» Problem to solve
Which lines in the items below contain the string "trim", matching case exactly? Pull out each of those lines in full.

» Information shown
╭──

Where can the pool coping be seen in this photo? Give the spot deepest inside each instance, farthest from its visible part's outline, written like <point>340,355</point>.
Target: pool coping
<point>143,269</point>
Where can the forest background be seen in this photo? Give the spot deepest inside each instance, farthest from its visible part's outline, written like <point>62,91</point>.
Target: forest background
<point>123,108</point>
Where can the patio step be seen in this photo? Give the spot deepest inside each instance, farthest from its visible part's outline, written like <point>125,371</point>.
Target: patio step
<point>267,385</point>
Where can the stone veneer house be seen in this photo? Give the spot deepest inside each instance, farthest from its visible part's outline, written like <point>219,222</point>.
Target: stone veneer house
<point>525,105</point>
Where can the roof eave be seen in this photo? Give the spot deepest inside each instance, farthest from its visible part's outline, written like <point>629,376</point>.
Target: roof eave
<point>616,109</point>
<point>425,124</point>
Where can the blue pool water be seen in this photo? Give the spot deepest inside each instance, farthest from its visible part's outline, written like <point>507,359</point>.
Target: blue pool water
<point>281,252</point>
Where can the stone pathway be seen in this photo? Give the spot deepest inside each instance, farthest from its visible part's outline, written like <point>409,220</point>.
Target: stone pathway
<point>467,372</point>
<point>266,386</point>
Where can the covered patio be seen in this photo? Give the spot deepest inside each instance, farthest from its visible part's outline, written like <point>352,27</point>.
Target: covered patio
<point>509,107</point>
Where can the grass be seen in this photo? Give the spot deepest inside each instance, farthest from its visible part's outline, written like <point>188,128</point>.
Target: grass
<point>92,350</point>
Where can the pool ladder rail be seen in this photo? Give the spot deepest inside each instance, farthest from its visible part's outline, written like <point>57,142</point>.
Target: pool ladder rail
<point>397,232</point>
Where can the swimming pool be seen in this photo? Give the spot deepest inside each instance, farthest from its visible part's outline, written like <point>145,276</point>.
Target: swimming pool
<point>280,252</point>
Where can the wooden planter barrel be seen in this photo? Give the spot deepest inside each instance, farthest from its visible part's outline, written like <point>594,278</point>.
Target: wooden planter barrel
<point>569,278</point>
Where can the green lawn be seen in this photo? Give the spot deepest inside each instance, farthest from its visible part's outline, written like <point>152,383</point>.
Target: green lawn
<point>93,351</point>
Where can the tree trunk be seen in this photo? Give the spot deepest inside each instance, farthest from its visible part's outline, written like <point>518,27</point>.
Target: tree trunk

╰──
╭──

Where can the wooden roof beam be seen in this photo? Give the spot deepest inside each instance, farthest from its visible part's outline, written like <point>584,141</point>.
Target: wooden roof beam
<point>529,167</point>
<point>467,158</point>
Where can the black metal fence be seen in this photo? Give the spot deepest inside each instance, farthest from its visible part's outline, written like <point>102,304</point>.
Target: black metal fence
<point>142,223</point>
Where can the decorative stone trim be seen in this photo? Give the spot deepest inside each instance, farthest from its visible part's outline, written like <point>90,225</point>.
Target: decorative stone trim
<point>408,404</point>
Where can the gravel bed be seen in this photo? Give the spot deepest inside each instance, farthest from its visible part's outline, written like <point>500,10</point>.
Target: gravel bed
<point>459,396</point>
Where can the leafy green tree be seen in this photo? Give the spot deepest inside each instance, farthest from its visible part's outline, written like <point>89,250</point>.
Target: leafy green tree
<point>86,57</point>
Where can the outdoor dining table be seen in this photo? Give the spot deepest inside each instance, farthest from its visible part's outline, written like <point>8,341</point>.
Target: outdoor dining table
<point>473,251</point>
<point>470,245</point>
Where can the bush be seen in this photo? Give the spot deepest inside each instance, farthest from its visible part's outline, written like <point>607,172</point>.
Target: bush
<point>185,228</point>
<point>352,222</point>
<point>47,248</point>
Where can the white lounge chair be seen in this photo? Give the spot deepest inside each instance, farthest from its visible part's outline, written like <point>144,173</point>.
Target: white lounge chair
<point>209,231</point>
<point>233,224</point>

╰──

» Answer
Where can the decorative stone trim be seen in this photo? Give the spot deepest inside each instance, farthest from its visible part's outline, written like <point>90,225</point>.
Target: decorative stone trim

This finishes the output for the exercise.